Problem to work on:
The whole listing below needs to be retyped without a single change.

Supplied material:
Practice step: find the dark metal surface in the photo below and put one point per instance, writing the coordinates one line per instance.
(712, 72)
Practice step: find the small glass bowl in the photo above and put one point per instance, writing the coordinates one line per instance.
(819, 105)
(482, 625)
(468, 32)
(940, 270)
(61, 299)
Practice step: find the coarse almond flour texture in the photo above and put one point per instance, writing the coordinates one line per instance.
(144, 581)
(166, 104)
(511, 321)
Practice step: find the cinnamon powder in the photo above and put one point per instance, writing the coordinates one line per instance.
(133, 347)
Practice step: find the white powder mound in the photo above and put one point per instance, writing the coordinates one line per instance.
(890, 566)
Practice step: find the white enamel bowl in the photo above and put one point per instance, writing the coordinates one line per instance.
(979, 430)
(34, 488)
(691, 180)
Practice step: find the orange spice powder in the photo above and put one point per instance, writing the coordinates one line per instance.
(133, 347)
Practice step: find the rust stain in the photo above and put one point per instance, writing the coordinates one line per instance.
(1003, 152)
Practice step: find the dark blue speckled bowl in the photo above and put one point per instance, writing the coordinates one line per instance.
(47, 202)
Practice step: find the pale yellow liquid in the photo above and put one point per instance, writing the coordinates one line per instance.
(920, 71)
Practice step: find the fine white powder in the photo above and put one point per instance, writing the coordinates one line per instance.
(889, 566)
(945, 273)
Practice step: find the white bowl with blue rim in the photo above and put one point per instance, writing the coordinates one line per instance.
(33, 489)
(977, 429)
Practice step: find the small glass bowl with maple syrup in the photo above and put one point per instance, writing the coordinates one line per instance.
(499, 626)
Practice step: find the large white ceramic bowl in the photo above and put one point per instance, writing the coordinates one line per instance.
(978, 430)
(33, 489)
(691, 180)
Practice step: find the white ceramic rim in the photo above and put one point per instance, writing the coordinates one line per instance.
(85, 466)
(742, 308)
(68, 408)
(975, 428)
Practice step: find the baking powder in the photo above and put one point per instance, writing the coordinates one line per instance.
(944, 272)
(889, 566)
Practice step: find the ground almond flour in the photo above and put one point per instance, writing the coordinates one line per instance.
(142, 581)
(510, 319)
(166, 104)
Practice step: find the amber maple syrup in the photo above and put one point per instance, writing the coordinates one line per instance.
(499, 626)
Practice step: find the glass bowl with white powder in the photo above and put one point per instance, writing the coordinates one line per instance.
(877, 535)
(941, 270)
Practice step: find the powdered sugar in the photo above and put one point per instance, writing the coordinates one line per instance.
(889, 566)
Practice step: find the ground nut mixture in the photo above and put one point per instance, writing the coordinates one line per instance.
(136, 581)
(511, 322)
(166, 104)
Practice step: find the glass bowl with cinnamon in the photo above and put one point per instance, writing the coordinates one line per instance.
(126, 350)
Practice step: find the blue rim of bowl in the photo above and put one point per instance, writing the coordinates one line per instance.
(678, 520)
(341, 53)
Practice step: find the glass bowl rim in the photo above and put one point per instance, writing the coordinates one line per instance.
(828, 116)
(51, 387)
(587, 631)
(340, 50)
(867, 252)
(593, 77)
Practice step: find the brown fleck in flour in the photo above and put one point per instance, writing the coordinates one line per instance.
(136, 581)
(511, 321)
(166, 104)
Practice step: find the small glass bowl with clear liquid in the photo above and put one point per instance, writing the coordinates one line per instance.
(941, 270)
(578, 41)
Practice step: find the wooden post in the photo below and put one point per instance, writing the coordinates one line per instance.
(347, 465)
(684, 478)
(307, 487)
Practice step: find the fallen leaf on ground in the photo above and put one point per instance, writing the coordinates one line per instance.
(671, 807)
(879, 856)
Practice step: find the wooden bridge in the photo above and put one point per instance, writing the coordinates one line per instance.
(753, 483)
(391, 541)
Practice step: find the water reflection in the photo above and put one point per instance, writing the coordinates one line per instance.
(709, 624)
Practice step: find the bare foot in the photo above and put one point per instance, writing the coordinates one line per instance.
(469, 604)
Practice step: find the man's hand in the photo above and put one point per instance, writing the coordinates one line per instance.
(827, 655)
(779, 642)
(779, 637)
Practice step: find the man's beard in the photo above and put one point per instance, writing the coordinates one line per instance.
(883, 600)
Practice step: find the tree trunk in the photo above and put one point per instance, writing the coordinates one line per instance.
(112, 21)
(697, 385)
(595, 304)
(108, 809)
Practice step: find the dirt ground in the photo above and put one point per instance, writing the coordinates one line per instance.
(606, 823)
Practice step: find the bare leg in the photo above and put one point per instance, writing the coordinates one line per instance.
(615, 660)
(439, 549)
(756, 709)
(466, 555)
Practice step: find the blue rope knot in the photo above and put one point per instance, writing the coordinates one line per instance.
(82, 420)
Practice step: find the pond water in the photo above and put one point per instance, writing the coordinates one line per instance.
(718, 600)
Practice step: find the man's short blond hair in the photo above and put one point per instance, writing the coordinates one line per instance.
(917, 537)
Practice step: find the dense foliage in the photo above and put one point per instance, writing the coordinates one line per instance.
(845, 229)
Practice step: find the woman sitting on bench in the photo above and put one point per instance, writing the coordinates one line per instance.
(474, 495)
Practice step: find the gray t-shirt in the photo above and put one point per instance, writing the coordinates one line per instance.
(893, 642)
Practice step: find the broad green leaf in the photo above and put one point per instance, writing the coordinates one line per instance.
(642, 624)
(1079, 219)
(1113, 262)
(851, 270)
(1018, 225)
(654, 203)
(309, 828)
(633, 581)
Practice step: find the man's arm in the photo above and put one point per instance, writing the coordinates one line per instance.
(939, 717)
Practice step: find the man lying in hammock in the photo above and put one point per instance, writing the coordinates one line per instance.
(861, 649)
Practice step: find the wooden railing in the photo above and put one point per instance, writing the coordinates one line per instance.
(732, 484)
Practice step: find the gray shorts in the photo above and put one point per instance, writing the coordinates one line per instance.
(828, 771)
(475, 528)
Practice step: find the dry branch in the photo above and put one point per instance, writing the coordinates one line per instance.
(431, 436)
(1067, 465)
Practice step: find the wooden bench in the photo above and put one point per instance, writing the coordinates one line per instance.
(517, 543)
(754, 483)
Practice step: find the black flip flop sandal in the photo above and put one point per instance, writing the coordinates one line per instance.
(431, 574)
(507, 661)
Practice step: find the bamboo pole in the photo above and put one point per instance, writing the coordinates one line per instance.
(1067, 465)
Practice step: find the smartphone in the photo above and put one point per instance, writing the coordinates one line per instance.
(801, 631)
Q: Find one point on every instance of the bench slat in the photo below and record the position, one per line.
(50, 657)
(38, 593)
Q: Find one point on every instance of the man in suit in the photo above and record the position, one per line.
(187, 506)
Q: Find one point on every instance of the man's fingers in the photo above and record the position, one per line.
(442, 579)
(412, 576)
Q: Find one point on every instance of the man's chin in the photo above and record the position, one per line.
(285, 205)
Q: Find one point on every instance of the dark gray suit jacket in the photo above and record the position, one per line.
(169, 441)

Reply:
Practice step: find the dark metal surface in the photo below and put one point per instance, writing the coordinates one line per instance.
(712, 72)
Practice step: find the small glass bowl in the photo above and put one point per instance, writing the coordinates one line per instance.
(819, 105)
(482, 625)
(468, 32)
(940, 270)
(61, 299)
Practice step: find the coarse almond flour texture in the photo above and put one point per instance, writing the coordinates one line per instance.
(144, 581)
(166, 104)
(511, 321)
Practice step: find the cinnamon powder in the photo above and put one point per instance, writing the coordinates one line per instance.
(133, 347)
Practice step: find the white powder mound in the photo above and put one point per instance, writing the coordinates one line per instance.
(890, 566)
Practice step: find the white enamel bowl in the photo above and put one point per instance, writing the coordinates one line per instance.
(979, 430)
(34, 488)
(691, 180)
Practice step: find the orange spice powder in the photo above and put one point per instance, writing the coordinates one line per instance.
(133, 347)
Practice step: find the rust stain in the photo above and put one point per instance, writing the coordinates one line per instance.
(1003, 152)
Practice step: find the dark blue speckled bowl in the photo above and put one point per instance, writing the coordinates one line per instance.
(47, 202)
Practice step: find the pale yellow liquid in the photo above and put one point per instance, writing the coordinates one line per instance.
(920, 71)
Practice step: find the fine white powder in the photo above and put one point per instance, writing the coordinates one line per instance.
(889, 566)
(945, 273)
Practice step: find the white bowl with blue rim in the photo above and put one point per instance, writing the coordinates one line per instance.
(33, 489)
(977, 429)
Practice step: find the small glass bowl with maple syrup in the photo above and put one point per instance, writing the coordinates one line per instance.
(499, 626)
Practice step: find the large white ceramic bowl in the photo above and put one point per instance, writing the coordinates one line per instance.
(978, 430)
(33, 489)
(691, 180)
Practice step: find the white ceramic rim in the photo above and put one point per instance, writing the coordinates one line per instance.
(85, 466)
(742, 308)
(68, 408)
(975, 428)
Practice step: find the baking powder in the photo above and put one point per instance, writing the coordinates one line per instance.
(944, 272)
(889, 566)
Practice step: find the ground almond flour in the photo above and put one point per instance, writing the coordinates one line per instance.
(142, 581)
(510, 319)
(166, 104)
Practice step: find the amber maple syrup in the photo above and put one point per instance, writing the coordinates one line per instance.
(499, 626)
Practice step: find the glass bowl with white powder in the photo above and put one point per instance, writing the coordinates one line per instance.
(877, 535)
(941, 270)
Practice step: find the powdered sugar in the photo above and put one point per instance, writing the coordinates one line per instance.
(889, 566)
Practice step: find the ground nut mixture in the photo above and put one point per instance, writing the coordinates one line per instance.
(136, 581)
(511, 322)
(166, 104)
Practice step: find the glass bowl with cinnamon in the photo above and put one point per instance, writing the coordinates one line per instance.
(126, 350)
Practice step: find the blue rim of bowl in the photo above and put one point per instance, writing the coordinates one line per instance.
(678, 520)
(341, 53)
Practice step: find the glass bowl rim in the photo above and put one point per instance, writing the coordinates one line per instance.
(828, 116)
(51, 387)
(587, 631)
(340, 50)
(867, 252)
(593, 77)
Practice step: find the brown fleck in flour in the photo above and put one point per instance, writing the coordinates one line per instance.
(136, 581)
(511, 321)
(166, 104)
Practice step: find the small glass bowl with clear liquid in the photo above and put one point per instance, writing the coordinates one line per instance.
(941, 270)
(578, 41)
Practice step: find the wooden post in the photo below and put one point per instance, writing the coordinates one line per instance.
(347, 465)
(684, 478)
(307, 487)
Practice step: find the fallen leaf on ground in the photo above and put one point per instance, writing the coordinates one line per instance.
(671, 807)
(879, 856)
Practice step: find the wooden bridge in the photo above and put one point per instance, writing the coordinates one line per instance.
(753, 483)
(391, 541)
Practice step: find the water reflection in the photo above and put one point per instance, writing the coordinates one line per instance.
(709, 624)
Practice step: find the bare foot in the photo above and put one point per instance, writing the coordinates one line per instance.
(469, 604)
Practice step: find the man's hand in the photo above and put one point per instance, writing the coordinates one line per instance.
(827, 655)
(779, 642)
(779, 637)
Practice step: find the man's beard in the photo above and put one point per instance, writing the coordinates one line per instance.
(883, 600)
Practice step: find the tree trunk in the photo above and put one point per instance, writing the coordinates one line per instance.
(112, 21)
(697, 385)
(595, 304)
(108, 809)
Practice step: find the dirt ground in the photo above and put one point per instance, writing the coordinates one line per instance.
(606, 823)
Practice step: find the bare leg in the photo above and put one point per instance, writing the coordinates one line per instance.
(615, 660)
(439, 549)
(756, 709)
(466, 555)
Practice step: find the blue rope knot in the photo above and put one point per instance, writing the coordinates one line per instance.
(82, 420)
Practice step: find the pond water in the photo above and put one point per instance, writing the coordinates one line per instance.
(718, 600)
Practice step: find the man's short blond hair in the photo above and put one point per instance, writing the coordinates one line per instance.
(917, 537)
Practice step: find the dense foliage in the photo above and put one point per instance, writing the coordinates one line per instance.
(845, 229)
Practice step: find the woman sitting on bench in the photo above and put one point per instance, writing the coordinates one line per instance.
(474, 495)
Practice step: find the gray t-shirt in the photo above and put one point per instance, writing the coordinates one line per instance.
(893, 642)
Practice step: find the broad green leaf in the photo above and put one point per instance, writing the coordinates one line per instance.
(642, 624)
(1079, 219)
(1113, 262)
(851, 270)
(1018, 225)
(654, 203)
(309, 828)
(633, 581)
Practice step: find the man's arm in the photo above and put one point per instance, writing the coordinates one line per instance.
(939, 717)
Practice step: find the man lying in hammock in the photo above and put one point per instance, writing the coordinates one line per instance.
(861, 649)
Practice step: find the wooden railing in the photo above and put one point per instance, writing the coordinates one line per instance.
(732, 484)
Practice step: find the gray shorts in the photo above and put one point per instance, writing the coordinates one line per instance.
(828, 771)
(475, 528)
Practice step: find the dry branch in the photo above and put one point per instance, writing the coordinates one line per instance.
(431, 436)
(1067, 465)
Practice step: find the wooden bench in the photo above and put one point per instance, writing the coordinates one line per instance.
(517, 543)
(754, 483)
Practice step: find the black flip flop sandal in the photo above and put one point per instance, writing the coordinates one line per instance.
(431, 574)
(507, 661)
Practice step: find the bamboo pole in the photo above and put one point per instance, writing the coordinates one line per instance.
(1067, 465)
Practice step: find the smartphone in the photo above and put one point per instance, writing the coordinates one line per instance.
(801, 631)
Q: Find one point on every instance of the bench slat in the photo below and record the position, one per line.
(50, 657)
(38, 593)
Q: Find one point on every instance of the man in suit in the photo above and record the position, one per line.
(187, 506)
Q: Find one point on every instance of the man's fingers in the photo above and record the position, one per line.
(442, 579)
(412, 576)
Q: Find one point on every instance of the man's chin in the photo above and record the position, one per line.
(285, 205)
Q: Find one point on every instance of the dark gray suit jacket in the photo above and record the position, one per line.
(169, 441)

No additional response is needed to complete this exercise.